- **Dataset records**

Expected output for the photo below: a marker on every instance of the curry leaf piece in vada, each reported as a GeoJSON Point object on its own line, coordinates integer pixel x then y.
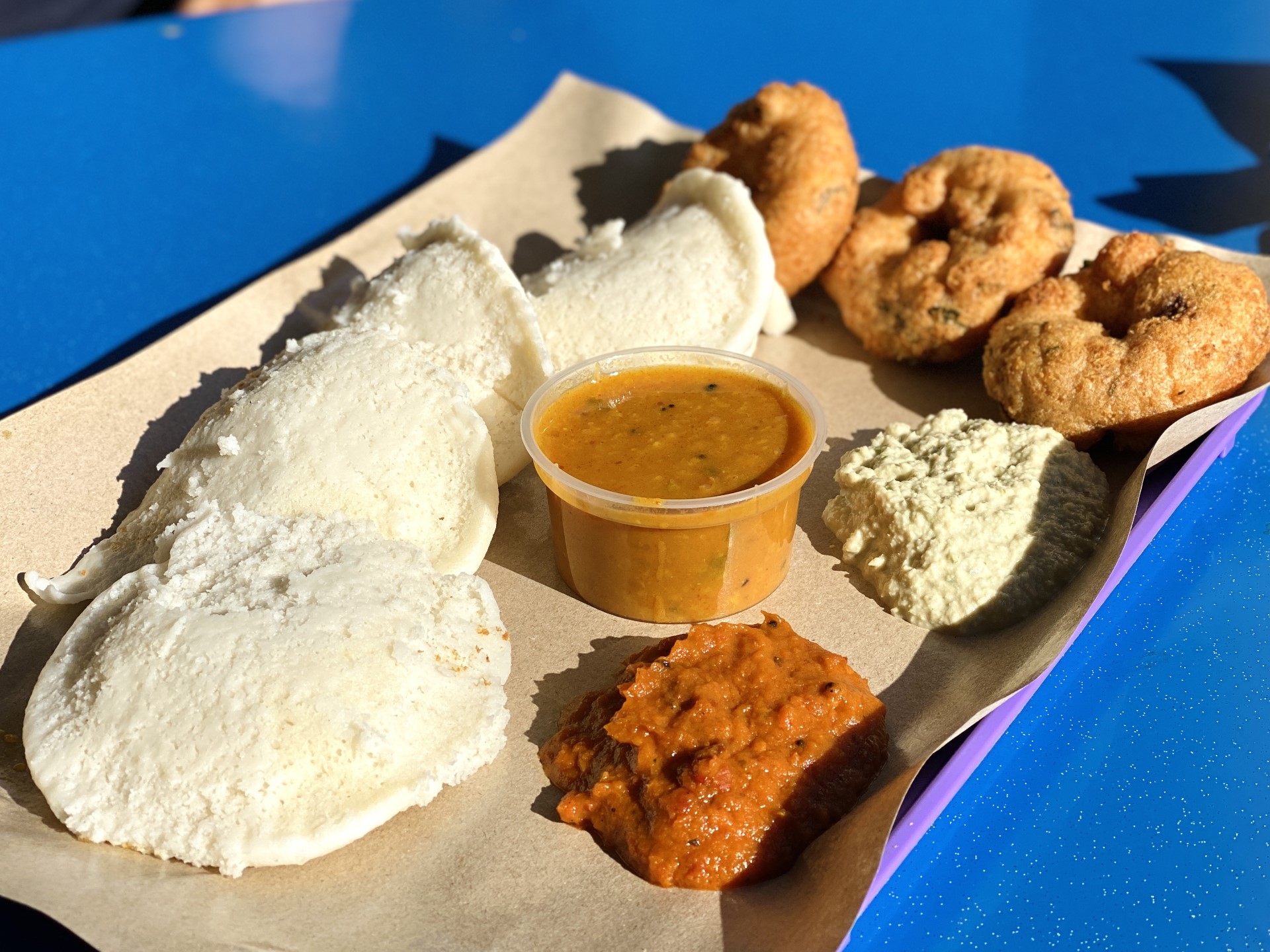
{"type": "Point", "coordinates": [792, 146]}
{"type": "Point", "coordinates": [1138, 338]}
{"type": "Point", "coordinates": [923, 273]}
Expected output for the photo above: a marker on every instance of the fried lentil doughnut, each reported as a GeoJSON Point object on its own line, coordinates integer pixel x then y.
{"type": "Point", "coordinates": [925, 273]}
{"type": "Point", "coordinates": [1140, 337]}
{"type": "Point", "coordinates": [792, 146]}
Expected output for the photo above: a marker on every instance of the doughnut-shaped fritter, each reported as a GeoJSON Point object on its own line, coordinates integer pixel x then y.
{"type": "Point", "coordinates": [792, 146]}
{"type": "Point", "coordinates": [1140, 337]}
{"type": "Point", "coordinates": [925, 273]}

--

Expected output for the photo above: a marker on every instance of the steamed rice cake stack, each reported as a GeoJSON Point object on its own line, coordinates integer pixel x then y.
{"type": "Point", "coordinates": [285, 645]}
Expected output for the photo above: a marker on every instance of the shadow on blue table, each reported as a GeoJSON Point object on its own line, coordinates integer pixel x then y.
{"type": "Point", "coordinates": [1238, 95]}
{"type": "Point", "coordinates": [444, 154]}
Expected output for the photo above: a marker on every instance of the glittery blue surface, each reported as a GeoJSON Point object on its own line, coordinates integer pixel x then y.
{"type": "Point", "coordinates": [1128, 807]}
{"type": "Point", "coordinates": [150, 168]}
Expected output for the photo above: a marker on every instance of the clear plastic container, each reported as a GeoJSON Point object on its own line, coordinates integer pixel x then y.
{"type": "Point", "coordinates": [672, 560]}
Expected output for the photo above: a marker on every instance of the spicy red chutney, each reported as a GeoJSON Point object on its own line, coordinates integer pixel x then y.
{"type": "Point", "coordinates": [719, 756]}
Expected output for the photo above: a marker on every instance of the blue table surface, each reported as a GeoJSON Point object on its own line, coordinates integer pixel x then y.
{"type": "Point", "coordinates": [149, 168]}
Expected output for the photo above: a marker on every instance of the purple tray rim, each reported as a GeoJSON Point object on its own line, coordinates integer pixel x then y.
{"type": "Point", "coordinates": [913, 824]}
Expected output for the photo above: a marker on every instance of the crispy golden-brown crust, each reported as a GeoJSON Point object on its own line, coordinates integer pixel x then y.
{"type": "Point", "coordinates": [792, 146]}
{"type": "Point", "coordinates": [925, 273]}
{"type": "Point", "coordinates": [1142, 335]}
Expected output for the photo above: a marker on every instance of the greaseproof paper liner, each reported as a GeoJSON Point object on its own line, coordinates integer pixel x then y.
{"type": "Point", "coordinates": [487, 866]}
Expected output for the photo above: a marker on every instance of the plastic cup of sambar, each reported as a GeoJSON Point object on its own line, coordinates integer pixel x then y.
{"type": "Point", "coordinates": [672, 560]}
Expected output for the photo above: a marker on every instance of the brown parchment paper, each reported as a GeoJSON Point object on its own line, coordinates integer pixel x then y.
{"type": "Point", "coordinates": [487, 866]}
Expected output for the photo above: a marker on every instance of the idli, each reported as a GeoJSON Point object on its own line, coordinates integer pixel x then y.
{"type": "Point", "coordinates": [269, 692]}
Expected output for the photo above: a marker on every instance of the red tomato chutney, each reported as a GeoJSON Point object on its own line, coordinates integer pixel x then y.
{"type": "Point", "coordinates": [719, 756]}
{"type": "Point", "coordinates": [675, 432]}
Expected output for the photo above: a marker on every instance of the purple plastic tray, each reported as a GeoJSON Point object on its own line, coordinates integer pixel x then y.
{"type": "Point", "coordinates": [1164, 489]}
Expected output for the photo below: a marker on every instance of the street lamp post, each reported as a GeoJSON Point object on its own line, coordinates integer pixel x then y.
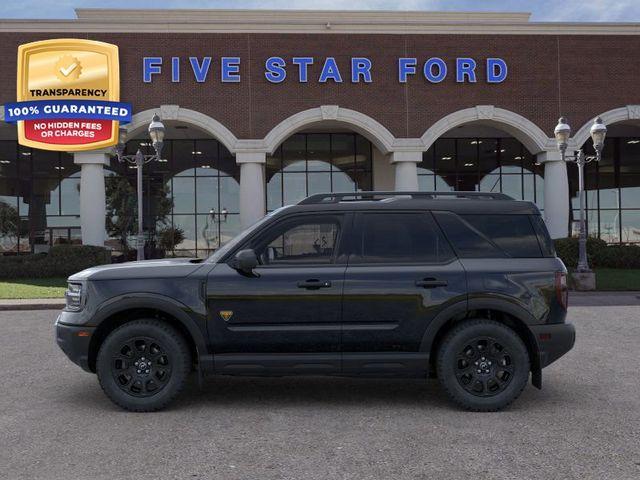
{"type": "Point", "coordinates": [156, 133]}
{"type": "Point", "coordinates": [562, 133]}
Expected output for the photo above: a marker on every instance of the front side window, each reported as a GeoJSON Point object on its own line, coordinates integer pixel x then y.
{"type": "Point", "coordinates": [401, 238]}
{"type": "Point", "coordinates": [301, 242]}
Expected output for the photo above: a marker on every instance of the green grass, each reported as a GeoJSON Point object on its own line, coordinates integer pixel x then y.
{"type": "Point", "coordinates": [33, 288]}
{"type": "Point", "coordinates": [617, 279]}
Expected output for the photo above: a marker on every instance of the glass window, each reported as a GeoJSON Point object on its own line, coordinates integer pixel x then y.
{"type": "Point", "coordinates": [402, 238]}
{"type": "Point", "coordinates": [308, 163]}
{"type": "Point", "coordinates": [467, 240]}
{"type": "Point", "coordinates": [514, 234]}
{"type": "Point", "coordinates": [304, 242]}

...

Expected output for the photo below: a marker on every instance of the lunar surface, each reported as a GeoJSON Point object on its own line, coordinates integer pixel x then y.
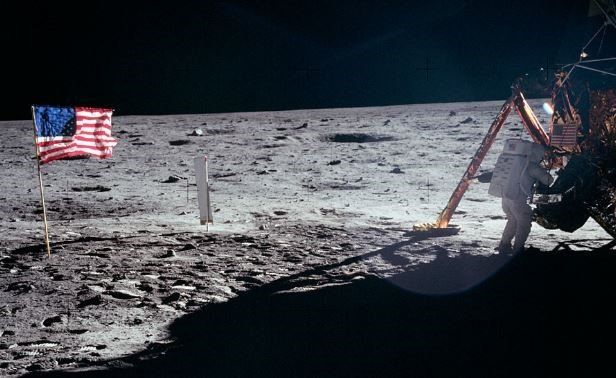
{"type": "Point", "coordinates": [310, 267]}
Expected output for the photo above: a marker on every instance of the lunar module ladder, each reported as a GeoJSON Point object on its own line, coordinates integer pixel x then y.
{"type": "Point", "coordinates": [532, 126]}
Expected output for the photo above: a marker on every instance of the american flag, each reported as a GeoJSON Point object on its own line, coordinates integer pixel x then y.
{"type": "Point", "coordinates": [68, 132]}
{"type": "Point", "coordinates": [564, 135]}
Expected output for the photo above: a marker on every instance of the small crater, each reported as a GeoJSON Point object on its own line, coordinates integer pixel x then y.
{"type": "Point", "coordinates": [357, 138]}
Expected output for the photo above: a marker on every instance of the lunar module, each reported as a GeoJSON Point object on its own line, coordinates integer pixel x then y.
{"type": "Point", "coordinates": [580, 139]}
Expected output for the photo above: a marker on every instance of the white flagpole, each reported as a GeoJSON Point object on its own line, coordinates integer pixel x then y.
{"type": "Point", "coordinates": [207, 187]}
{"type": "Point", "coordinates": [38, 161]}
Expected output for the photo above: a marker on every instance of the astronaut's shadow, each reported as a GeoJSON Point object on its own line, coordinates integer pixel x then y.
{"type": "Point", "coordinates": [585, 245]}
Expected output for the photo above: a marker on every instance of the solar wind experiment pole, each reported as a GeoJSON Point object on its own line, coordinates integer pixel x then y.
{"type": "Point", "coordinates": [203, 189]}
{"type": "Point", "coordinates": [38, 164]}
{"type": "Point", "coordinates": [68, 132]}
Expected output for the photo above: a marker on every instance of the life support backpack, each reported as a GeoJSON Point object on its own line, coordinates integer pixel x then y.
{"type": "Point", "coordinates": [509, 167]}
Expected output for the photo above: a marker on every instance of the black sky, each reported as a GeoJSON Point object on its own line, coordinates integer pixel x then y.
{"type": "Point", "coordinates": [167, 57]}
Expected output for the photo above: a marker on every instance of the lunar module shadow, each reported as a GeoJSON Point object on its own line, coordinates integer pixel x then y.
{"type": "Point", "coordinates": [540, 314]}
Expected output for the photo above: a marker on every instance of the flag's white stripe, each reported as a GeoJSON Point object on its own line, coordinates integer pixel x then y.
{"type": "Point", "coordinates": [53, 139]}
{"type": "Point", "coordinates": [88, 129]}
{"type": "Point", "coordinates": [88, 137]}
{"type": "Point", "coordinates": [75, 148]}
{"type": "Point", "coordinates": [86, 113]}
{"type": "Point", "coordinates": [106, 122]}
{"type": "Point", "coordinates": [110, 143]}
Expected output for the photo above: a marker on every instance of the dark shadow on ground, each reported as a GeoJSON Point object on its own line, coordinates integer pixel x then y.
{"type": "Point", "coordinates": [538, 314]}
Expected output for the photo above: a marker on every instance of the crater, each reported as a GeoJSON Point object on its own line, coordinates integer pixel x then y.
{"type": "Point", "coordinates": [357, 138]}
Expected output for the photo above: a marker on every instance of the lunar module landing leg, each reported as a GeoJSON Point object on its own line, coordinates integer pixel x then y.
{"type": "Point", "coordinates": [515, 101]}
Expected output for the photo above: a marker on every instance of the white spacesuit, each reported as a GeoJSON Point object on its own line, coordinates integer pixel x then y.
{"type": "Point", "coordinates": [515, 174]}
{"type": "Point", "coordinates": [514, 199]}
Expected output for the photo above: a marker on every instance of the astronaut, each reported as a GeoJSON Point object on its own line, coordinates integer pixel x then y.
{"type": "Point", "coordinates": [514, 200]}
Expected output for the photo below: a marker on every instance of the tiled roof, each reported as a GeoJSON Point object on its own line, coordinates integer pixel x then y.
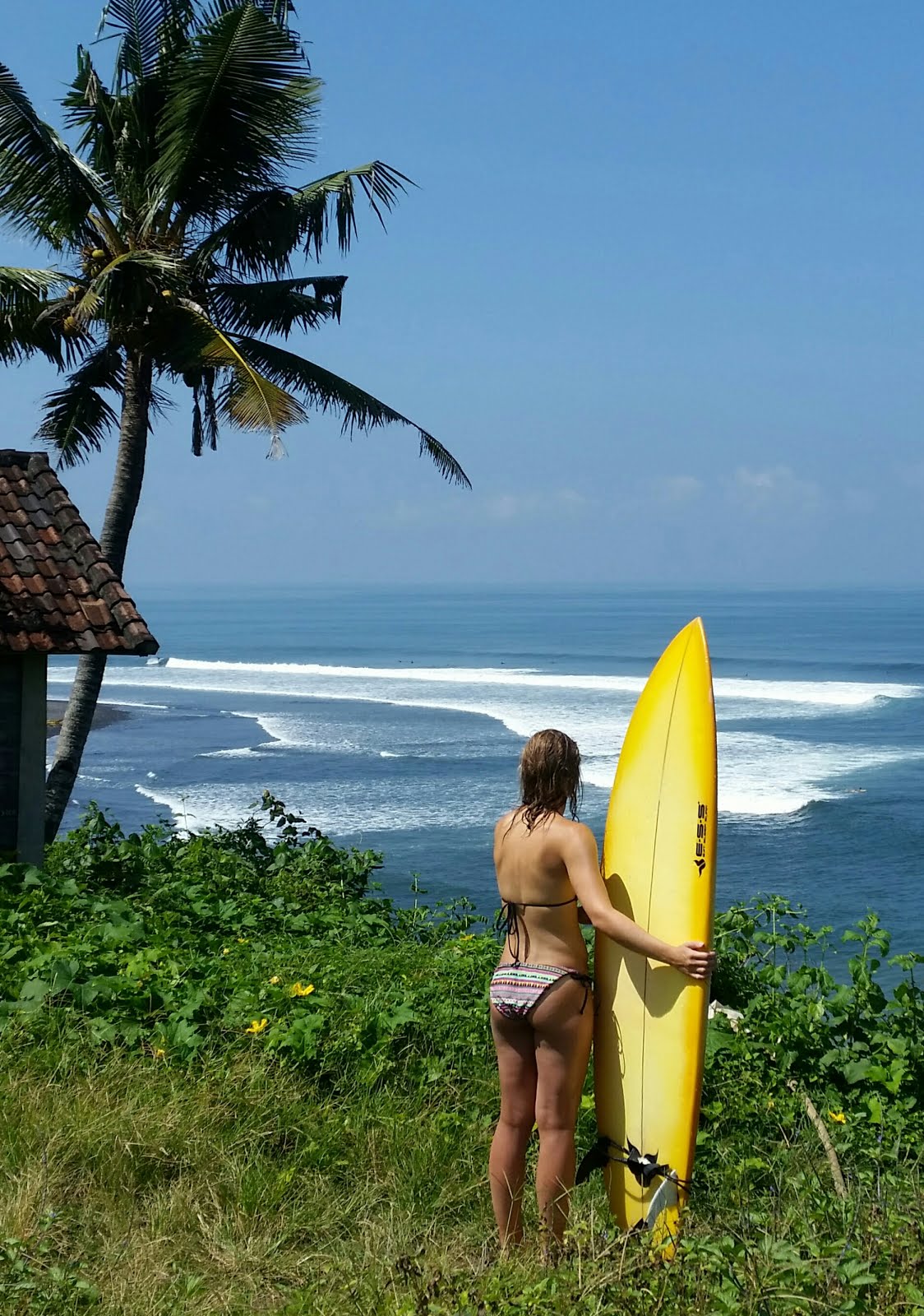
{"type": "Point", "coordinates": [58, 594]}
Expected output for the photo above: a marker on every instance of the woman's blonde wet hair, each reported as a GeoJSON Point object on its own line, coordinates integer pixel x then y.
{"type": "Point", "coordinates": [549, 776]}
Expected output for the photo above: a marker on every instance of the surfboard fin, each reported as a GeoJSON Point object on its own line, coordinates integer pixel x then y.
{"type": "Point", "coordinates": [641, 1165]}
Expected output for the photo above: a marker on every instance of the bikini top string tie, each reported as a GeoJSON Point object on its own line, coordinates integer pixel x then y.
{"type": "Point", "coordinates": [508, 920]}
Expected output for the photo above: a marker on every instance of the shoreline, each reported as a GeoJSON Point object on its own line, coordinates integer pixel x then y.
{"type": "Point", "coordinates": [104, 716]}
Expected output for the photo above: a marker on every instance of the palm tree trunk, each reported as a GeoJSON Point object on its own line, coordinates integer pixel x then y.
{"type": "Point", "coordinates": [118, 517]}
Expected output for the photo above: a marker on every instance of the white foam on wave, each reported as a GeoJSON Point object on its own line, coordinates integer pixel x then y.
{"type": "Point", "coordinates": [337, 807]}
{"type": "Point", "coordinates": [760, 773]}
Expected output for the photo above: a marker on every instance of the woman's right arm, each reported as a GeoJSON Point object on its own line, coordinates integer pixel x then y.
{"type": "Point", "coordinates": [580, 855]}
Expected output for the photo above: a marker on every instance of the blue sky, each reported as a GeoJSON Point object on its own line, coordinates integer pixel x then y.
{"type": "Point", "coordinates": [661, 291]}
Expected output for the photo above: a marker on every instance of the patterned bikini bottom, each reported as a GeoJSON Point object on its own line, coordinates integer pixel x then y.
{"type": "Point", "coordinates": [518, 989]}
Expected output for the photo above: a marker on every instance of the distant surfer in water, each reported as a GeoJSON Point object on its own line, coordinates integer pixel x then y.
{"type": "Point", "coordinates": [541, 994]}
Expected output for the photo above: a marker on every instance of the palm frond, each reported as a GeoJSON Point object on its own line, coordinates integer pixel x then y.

- **Aim**
Return each line of the listing above that contains the string "purple", treating uppercase and lowercase letters as distinct.

- **Solution for this exercise**
Expected output for the photo above: a marker on every instance of the purple tray rim, each reported as a GeoJSON Point object on its own line, coordinates integer pixel x then y.
Expected output for the photo above: a marker on every instance of the purple plastic tray, each reported as a GeoJSON Point object on its own line, coordinates integer pixel x then y.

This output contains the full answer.